Texto:
* * *
Orquestra da Radio-France - Um concerto razoável 

18 Jan 2005, 21:00 - Coliseu dos Recreios
Orquestra Filarmónica da Radio-France
MYUNG-WHUN CHUNG (maestro)

Gustav Mahler
Sinfonia Nº 5, em Dó sustenido menor

Uma obra maior do repertório sinfónico. Uma interpretação sofrível de Chung.

A impressão da orquestra.
Apresentou-se uma orquestra muito grande, com cordas reforçadíssimas, 16 primeiros violinos, 16 segundos, 13 violas, 12 violoncelos e 10 contrabaixos.
Os violinos não encheram o tecido sonoro com a sonoridade explosiva que Mahler pretendia, sobretudo no último andamento.
Dir-se-ia que os 32 violinos pareciam anémicos. Tiveram dificuldades manifestas para conseguir produzir som nas passagens mais difíceis e, ainda por cima, desafinaram frequentemente. O som foi, de facto, o principal problema deste naipe que mostrou enormes fraquezas logo no início da sinfonia: após o solo do trompete notou-se um terrível desequilíbrio sonoro que lembrava uma cadeira coxa, com metais e percussão claramente acima das cordas.
A orquestra não convenceu muito nas restantes secções.
O naipe dos trompetes conseguiu estar muito bem nas passagens mais serenas do segundo andamento, em que se integrou muitíssimo bem no som das cordas, mas o primeiro trompete, sem errar explicitamente qualquer passagem acabou por ser um pouco brutal e excessivo, a arrogância da técnica é também funesta.
O primeiro trompa chegou ao extremo de falhar e de dar notas erradas, o naipe esteve bastante bem, coeso e com uma boa sonoridade. O tuba, no primeiro andamento, não limpou a água do seu instrumento e esborrachou uma passagem inteira, aliás bem importante na economia da obra. Pode dizer-se que meteu água.
O coro dos trombones pareceu razoável quando não estava a tapar os outros instrumentos da orquestra com excesso de potência sonora.
Não foram só desgraças, como é evidente, as violas mostraram-se muito consistentes e de uma sonoridade brilhante, o primeiro viola esteve magnifico no seu papel de chefe de naipe contrastando vivamente no seu papel com a apática concertino (primeiro violino). Os violoncelos também estiveram em belo plano bem como os contrabaixos. Fagotes muito sonoros e com personalidade vincada. Primeiro clarinete, não fora uma pequena falha, quase perfeito. Claro que a sonoridade dos clarinetes é tipicamente francesa, distante do som que Mahler poderia exigir numa orquestra de Viena. Será um defeito deste naipe de clarinetes? É uma questão subjectiva que está em jogo, eu prefiro o som alemão neste instrumento e neste tipo de obra mas ninguém pode condenar uma orquestra francesa por usar instrumentos franceses! Flautas muito empenhados no conjunto, oboés agradáveis e poéticos.
Metais em excesso e cordas em défice sonoro nas passagens mais difíceis foram o ponto mais débil da orquestra.

O maestro.
* * *
Dados recolhidos:
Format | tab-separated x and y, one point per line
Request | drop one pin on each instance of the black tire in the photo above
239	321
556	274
* * *
Objetivos:
• 1. Transcreva da crítica o trecho que começa em "Uma obra maior" e termina em "nas restantes secções.".
• 2. Retome a crítica do concerto de Mahler a partir do ponto em que o texto termina.
Não é preciso consultar a listagem.

Resultados por tarefa:
• 1.
Uma obra maior do repertório sinfónico. Uma interpretação sofrível de Chung.

A impressão da orquestra.
Apresentou-se uma orquestra muito grande, com cordas reforçadíssimas, 16 primeiros violinos, 16 segundos, 13 violas, 12 violoncelos e 10 contrabaixos.
Os violinos não encheram o tecido sonoro com a sonoridade explosiva que Mahler pretendia, sobretudo no último andamento.
Dir-se-ia que os 32 violinos pareciam anémicos. Tiveram dificuldades manifestas para conseguir produzir som nas passagens mais difíceis e, ainda por cima, desafinaram frequentemente. O som foi, de facto, o principal problema deste naipe que mostrou enormes fraquezas logo no início da sinfonia: após o solo do trompete notou-se um terrível desequilíbrio sonoro que lembrava uma cadeira coxa, com metais e percussão claramente acima das cordas.
A orquestra não convenceu muito nas restantes secções.

• 2.
Chung afirmou que, para ele, Mahler não é natural. É verdade, notou-se que a quinta de Mahler não saiu natural. A sua direcção é crispada sem o aparentar. O maestro procura ser muito exacto, muito certo, mas ao sacrificar a naturalidade à construção e montagem da engrenagem sonora acabou por ser quadrado e pouco fluido. Acabou por dar mais importância aos momentos mais pujantes em termos sonoros e esquecendo que os pianíssimos em Mahler têm tanto ou mais significado do que os fortíssimos. Faltou uma efectiva ondulação sonora, em Mahler a distensão das passagens menos fortes é apenas aparente, a tensão está latente. A parte cavada da onda é apenas o prenúncio da crista da vaga que se aproxima.
Não se deve ouvir apenas bonitinho e certinho, tem de se ser telúrico, dionisíaco, sibilino. Chung controlou tudo, mas não deixou espaço para o entusiasmo, para a superação (mesmo que controlada) das personalidades em presença. O lado mais inquietante de Mahler ficou, por consequência, muito apagado face ao lado óbvio.
Chung enfatizou os temas de cariz mais popular puxando pelo lado "popularucho". Esta abordagem mostra que Chung ainda não entendeu a profundidade mahleriana. Mahler não usa temas populares para fazer música "pop", Mahler usa temas de raiz popular por causa da sua tremenda angústia, da ansiedade que lhe atormenta a vida, os temas saltam do seu inconsciente, das suas memórias, devem ser densificados, atormentados, distorcidos e não tocados como se estivessemos numa feira de salsichas no Tirol, num dia de Festa em Olmütz (Olomunc) ou num domingo à tarde em Kaliste...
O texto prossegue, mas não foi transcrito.